— START OF SOURCE RECORDS —
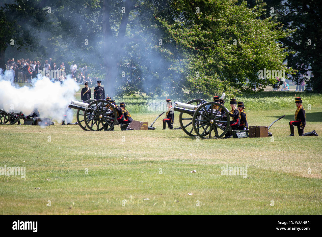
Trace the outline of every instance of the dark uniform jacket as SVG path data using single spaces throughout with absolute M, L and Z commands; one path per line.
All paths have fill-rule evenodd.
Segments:
M 90 87 L 84 87 L 82 89 L 80 94 L 81 99 L 83 101 L 86 101 L 92 98 L 92 94 Z
M 232 117 L 230 120 L 230 125 L 232 126 L 239 126 L 240 124 L 241 115 L 239 111 L 236 108 L 232 108 L 229 112 L 229 116 Z
M 126 109 L 123 109 L 123 112 L 124 112 L 124 116 L 125 117 L 124 118 L 124 122 L 128 122 L 130 123 L 133 121 L 133 119 L 131 117 L 131 114 Z
M 247 122 L 247 116 L 246 115 L 246 113 L 245 111 L 242 109 L 240 111 L 241 115 L 241 123 L 239 126 L 240 128 L 242 129 L 243 129 L 244 128 L 245 128 L 246 129 L 248 129 L 248 123 Z
M 305 126 L 305 110 L 302 105 L 298 107 L 294 115 L 295 122 L 301 122 L 299 126 L 304 128 Z
M 173 108 L 171 106 L 169 109 L 168 109 L 166 114 L 166 118 L 170 118 L 169 120 L 170 123 L 173 123 L 175 120 L 175 113 L 173 112 Z
M 105 99 L 105 91 L 104 90 L 103 87 L 102 86 L 96 86 L 94 88 L 94 99 Z

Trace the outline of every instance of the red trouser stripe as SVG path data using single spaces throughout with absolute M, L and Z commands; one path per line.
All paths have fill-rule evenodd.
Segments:
M 291 121 L 289 122 L 289 123 L 291 124 L 291 125 L 292 125 L 293 124 L 292 124 L 293 123 L 295 123 L 295 122 L 300 122 L 301 120 L 298 120 L 298 121 Z
M 238 124 L 238 120 L 239 120 L 239 118 L 237 119 L 237 120 L 236 120 L 236 123 L 232 123 L 232 124 L 230 124 L 230 125 L 231 126 L 233 126 L 234 125 L 236 125 L 236 124 Z

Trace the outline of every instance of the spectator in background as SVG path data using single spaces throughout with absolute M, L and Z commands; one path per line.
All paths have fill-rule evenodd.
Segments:
M 50 68 L 52 68 L 54 66 L 54 64 L 52 62 L 52 59 L 51 58 L 49 59 L 49 61 L 48 62 L 48 63 L 49 64 L 49 65 L 50 65 Z
M 31 68 L 33 69 L 33 73 L 31 75 L 32 78 L 34 78 L 36 77 L 36 66 L 37 64 L 36 63 L 36 61 L 33 61 L 31 63 Z
M 45 65 L 44 65 L 44 68 L 45 68 L 45 73 L 46 73 L 46 71 L 47 70 L 50 70 L 50 64 L 48 63 L 48 60 L 45 60 Z M 50 78 L 50 73 L 47 73 L 46 74 L 46 76 L 47 77 Z
M 289 84 L 286 83 L 286 82 L 284 82 L 284 84 L 283 87 L 281 89 L 282 91 L 289 91 Z
M 73 78 L 75 78 L 74 80 L 77 81 L 76 79 L 76 72 L 77 70 L 77 66 L 76 64 L 71 65 L 71 72 L 72 76 Z
M 22 82 L 24 78 L 24 74 L 22 72 L 23 67 L 21 64 L 19 63 L 18 64 L 18 68 L 17 70 L 18 72 L 18 82 Z
M 36 68 L 37 69 L 37 73 L 39 72 L 40 70 L 43 70 L 41 68 L 41 64 L 39 61 L 37 61 L 37 65 L 36 66 Z
M 18 73 L 19 72 L 19 66 L 18 64 L 16 64 L 14 65 L 14 82 L 18 82 Z
M 77 79 L 78 79 L 78 82 L 80 84 L 83 84 L 84 83 L 85 83 L 85 77 L 83 75 L 83 73 L 80 73 L 78 74 L 78 76 L 77 77 Z
M 57 69 L 58 69 L 58 68 L 57 67 L 57 66 L 56 66 L 56 64 L 55 63 L 54 63 L 53 64 L 52 64 L 52 70 L 56 71 L 56 72 L 55 73 L 55 74 L 53 74 L 54 75 L 54 78 L 53 79 L 55 80 L 58 78 L 59 76 L 57 75 Z
M 33 74 L 33 69 L 29 64 L 27 64 L 26 72 L 26 82 L 28 82 L 28 80 L 30 81 L 30 82 L 31 82 L 31 75 Z
M 87 78 L 87 74 L 88 74 L 88 69 L 87 69 L 87 66 L 85 66 L 84 69 L 84 75 L 85 78 Z
M 22 72 L 23 74 L 23 78 L 24 78 L 24 82 L 26 82 L 26 80 L 27 79 L 27 70 L 28 70 L 28 63 L 25 63 L 24 64 L 23 68 L 22 70 Z
M 303 80 L 301 84 L 301 86 L 302 87 L 302 92 L 304 91 L 304 87 L 305 85 L 305 82 Z

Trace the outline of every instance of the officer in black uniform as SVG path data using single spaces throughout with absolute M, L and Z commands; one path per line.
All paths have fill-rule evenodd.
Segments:
M 104 100 L 105 98 L 105 91 L 104 88 L 101 86 L 101 81 L 97 81 L 97 86 L 94 88 L 94 99 Z
M 120 107 L 123 110 L 124 112 L 124 120 L 123 121 L 123 124 L 129 123 L 133 121 L 133 119 L 131 116 L 131 114 L 128 110 L 125 108 L 125 103 L 124 102 L 120 103 Z
M 244 106 L 244 102 L 242 101 L 239 101 L 237 103 L 237 107 L 239 113 L 241 115 L 241 122 L 238 129 L 240 130 L 248 130 L 248 123 L 247 122 L 247 115 L 245 113 L 245 106 Z
M 298 127 L 299 136 L 318 136 L 314 130 L 309 133 L 304 133 L 304 128 L 306 125 L 305 110 L 302 106 L 302 99 L 300 97 L 295 98 L 295 104 L 298 108 L 295 111 L 294 121 L 291 121 L 289 123 L 291 134 L 289 136 L 294 136 L 294 126 Z
M 172 102 L 171 100 L 168 99 L 166 100 L 166 105 L 168 107 L 168 110 L 166 113 L 166 118 L 162 120 L 163 123 L 163 129 L 166 129 L 166 123 L 168 123 L 168 126 L 169 129 L 172 129 L 173 128 L 173 121 L 175 120 L 175 113 L 172 108 Z
M 88 83 L 85 82 L 84 85 L 85 87 L 81 89 L 80 93 L 81 101 L 83 102 L 92 98 L 92 94 L 90 93 L 90 88 L 88 87 Z

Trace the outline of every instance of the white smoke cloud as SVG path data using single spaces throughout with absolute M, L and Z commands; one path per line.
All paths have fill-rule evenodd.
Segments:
— END OF SOURCE RECORDS —
*DESCRIPTION OF THE TASK*.
Rewrite the part of the records that opens with the line containing "Trace the outline of every instance of the red" and closes with the line containing "M 291 121 L", replacing "red trouser stripe" with "crimson trouser stripe" and keeping everything else the same. Give back only those lines.

*WORKED SOLUTION*.
Trace the outline of every instance of the crimson trouser stripe as SVG path data using single spaces throughout with absolute M, L and Z commands; one path per line.
All paths have fill-rule evenodd.
Segments:
M 291 121 L 289 122 L 289 123 L 291 124 L 291 125 L 292 125 L 293 124 L 292 124 L 293 123 L 295 123 L 295 122 L 300 122 L 301 120 L 298 120 L 298 121 Z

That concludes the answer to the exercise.